** Task objective **
An exact, complete copy of the lines below is the expected answer.

Records from a dataset:
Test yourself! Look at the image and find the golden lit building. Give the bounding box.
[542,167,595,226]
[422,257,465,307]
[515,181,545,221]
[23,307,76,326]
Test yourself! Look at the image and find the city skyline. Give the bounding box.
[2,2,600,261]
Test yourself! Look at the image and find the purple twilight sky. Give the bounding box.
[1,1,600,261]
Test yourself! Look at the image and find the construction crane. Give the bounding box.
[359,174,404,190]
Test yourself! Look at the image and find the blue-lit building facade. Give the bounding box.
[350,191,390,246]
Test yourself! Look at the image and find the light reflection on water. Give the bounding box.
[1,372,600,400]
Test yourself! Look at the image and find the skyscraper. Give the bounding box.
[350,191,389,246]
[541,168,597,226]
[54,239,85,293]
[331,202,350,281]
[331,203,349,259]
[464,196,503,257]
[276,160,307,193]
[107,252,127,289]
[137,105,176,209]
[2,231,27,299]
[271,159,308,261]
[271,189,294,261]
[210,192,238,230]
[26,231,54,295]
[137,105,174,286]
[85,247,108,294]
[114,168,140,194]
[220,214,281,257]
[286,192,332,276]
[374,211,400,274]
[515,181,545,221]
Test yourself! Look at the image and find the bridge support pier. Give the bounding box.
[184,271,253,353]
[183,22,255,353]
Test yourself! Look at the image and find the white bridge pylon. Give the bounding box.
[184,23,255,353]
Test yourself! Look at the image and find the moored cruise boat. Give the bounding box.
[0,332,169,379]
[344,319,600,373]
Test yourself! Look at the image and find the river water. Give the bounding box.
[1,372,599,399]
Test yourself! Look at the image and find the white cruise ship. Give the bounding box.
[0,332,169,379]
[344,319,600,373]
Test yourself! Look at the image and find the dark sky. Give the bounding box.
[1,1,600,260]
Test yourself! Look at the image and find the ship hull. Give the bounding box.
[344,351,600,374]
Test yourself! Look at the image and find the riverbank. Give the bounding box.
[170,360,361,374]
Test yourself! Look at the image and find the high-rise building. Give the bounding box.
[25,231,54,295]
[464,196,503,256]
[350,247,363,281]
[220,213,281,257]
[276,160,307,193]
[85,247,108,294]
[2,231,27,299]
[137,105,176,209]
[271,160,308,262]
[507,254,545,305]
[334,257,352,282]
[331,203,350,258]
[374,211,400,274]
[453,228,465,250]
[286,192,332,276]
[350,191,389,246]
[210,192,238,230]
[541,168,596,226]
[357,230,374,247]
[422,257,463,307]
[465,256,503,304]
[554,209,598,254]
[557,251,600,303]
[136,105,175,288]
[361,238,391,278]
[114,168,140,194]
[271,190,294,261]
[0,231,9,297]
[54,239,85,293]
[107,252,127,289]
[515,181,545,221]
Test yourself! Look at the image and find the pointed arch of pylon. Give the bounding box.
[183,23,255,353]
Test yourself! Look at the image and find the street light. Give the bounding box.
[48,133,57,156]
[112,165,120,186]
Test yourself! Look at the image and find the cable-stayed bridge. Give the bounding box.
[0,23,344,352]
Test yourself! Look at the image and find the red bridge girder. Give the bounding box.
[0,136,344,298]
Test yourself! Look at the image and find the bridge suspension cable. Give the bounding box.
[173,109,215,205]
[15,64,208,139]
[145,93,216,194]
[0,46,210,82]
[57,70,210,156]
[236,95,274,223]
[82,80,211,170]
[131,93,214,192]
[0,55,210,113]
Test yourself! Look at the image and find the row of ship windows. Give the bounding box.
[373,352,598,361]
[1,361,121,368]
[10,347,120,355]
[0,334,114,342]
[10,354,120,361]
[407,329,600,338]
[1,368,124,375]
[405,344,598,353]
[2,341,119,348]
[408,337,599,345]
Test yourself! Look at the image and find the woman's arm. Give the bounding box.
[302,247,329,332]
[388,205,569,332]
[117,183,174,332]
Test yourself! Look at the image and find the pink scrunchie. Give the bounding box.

** Exercise response **
Test yourself! Look at the image and find the golden lit building. Give the bounding box.
[542,167,595,226]
[422,257,465,307]
[515,181,545,221]
[23,307,76,326]
Test yourself! Look at the image and find the city skyline. Give the bounding box.
[2,2,600,261]
Test yourself! Look at the image and find the purple twilight sky. Give the bounding box.
[1,1,600,261]
Test yourself! Look at the image and find the construction crane. Give the bounding box.
[359,174,404,190]
Test yourself! Look at the image and find the blue-lit building facade. Give the bounding box.
[350,191,390,246]
Test yourself! Look at the image and find the light reflection on water. Give the bounding box.
[1,372,600,400]
Test yourself! Look at the image and find the skyscraper. Give the bounding box.
[350,191,389,246]
[541,168,597,226]
[54,239,85,293]
[331,202,350,281]
[331,203,349,259]
[464,196,503,257]
[276,160,307,193]
[107,252,127,289]
[137,105,176,209]
[2,231,27,299]
[271,159,308,261]
[271,189,294,261]
[210,192,238,230]
[26,231,54,295]
[137,105,174,286]
[85,247,108,294]
[114,168,140,194]
[220,214,281,257]
[286,192,332,276]
[374,211,400,274]
[515,181,545,221]
Test yourself! Look at the image and find the bridge support pier. Give the bounding box.
[184,271,253,353]
[183,22,255,353]
Test yourself! Look at the image and find the white bridge pylon. Give the bounding box.
[184,23,255,353]
Test yourself! Look at the image and find the moored cruise boat. Give the bounding box.
[0,332,169,379]
[344,319,600,373]
Test yourself! Look at the image and find the river water. Give the bounding box.
[1,372,599,399]
Test yourself! Look at the image and find the white cruise ship. Give the bounding box.
[0,332,169,379]
[344,319,600,373]
Test yourself! Look at the image and find the dark sky. Give the bounding box.
[1,1,600,260]
Test yourself! Look at the image and find the ship hull. Give the bounding box.
[344,351,600,374]
Test yourself! Look at the image and find the riverbank. Give the bounding box.
[170,360,361,374]
Test yourself! Look at the image and find the high-rise building. Give the bounding box.
[25,231,54,295]
[464,196,503,256]
[350,247,363,281]
[220,213,281,257]
[276,160,307,193]
[85,247,108,294]
[2,231,27,299]
[137,105,176,209]
[271,160,308,262]
[507,254,545,305]
[334,257,352,282]
[331,203,350,258]
[374,211,400,274]
[453,228,465,250]
[286,192,332,276]
[350,191,389,246]
[210,192,238,230]
[541,168,596,226]
[357,230,374,247]
[422,257,463,307]
[465,256,503,304]
[554,209,598,254]
[557,251,600,303]
[136,105,175,288]
[361,238,391,278]
[114,168,140,194]
[271,190,294,261]
[0,231,9,297]
[54,239,85,293]
[107,252,127,289]
[515,181,545,221]
Test yourself! Look at the image and find the pointed arch of pylon. Give the bounding box.
[183,23,255,353]
Test yourself! Look at the image and find the street light. Give the bounding box.
[48,133,57,156]
[112,165,120,186]
Test yourself! Look at the image and find the cable-stayed bridge. Give the bounding box.
[0,23,344,352]
Test yourself! Look at the image and find the red bridge girder. Give the bounding box.
[0,136,344,298]
Test yourself! Look at the image and find the bridge suspension cable. Give the bounding box.
[173,109,215,205]
[15,64,208,139]
[145,93,216,194]
[0,46,210,82]
[57,70,210,156]
[236,95,274,223]
[82,80,211,170]
[131,93,214,192]
[0,55,210,113]
Test yourself! Look at the image and find the row of ship windows. Give the bounding box.
[373,352,598,361]
[1,361,121,368]
[10,347,120,355]
[0,334,114,342]
[10,354,120,361]
[407,329,600,338]
[1,368,124,375]
[405,344,598,353]
[2,341,119,348]
[408,337,599,345]
Test yourself! Look at the image and find the woman's arm. Give the bounding box.
[302,247,329,332]
[388,205,569,332]
[117,183,174,332]
Test yourself! Look at the image and find the pink scrunchie. Give the bounding box.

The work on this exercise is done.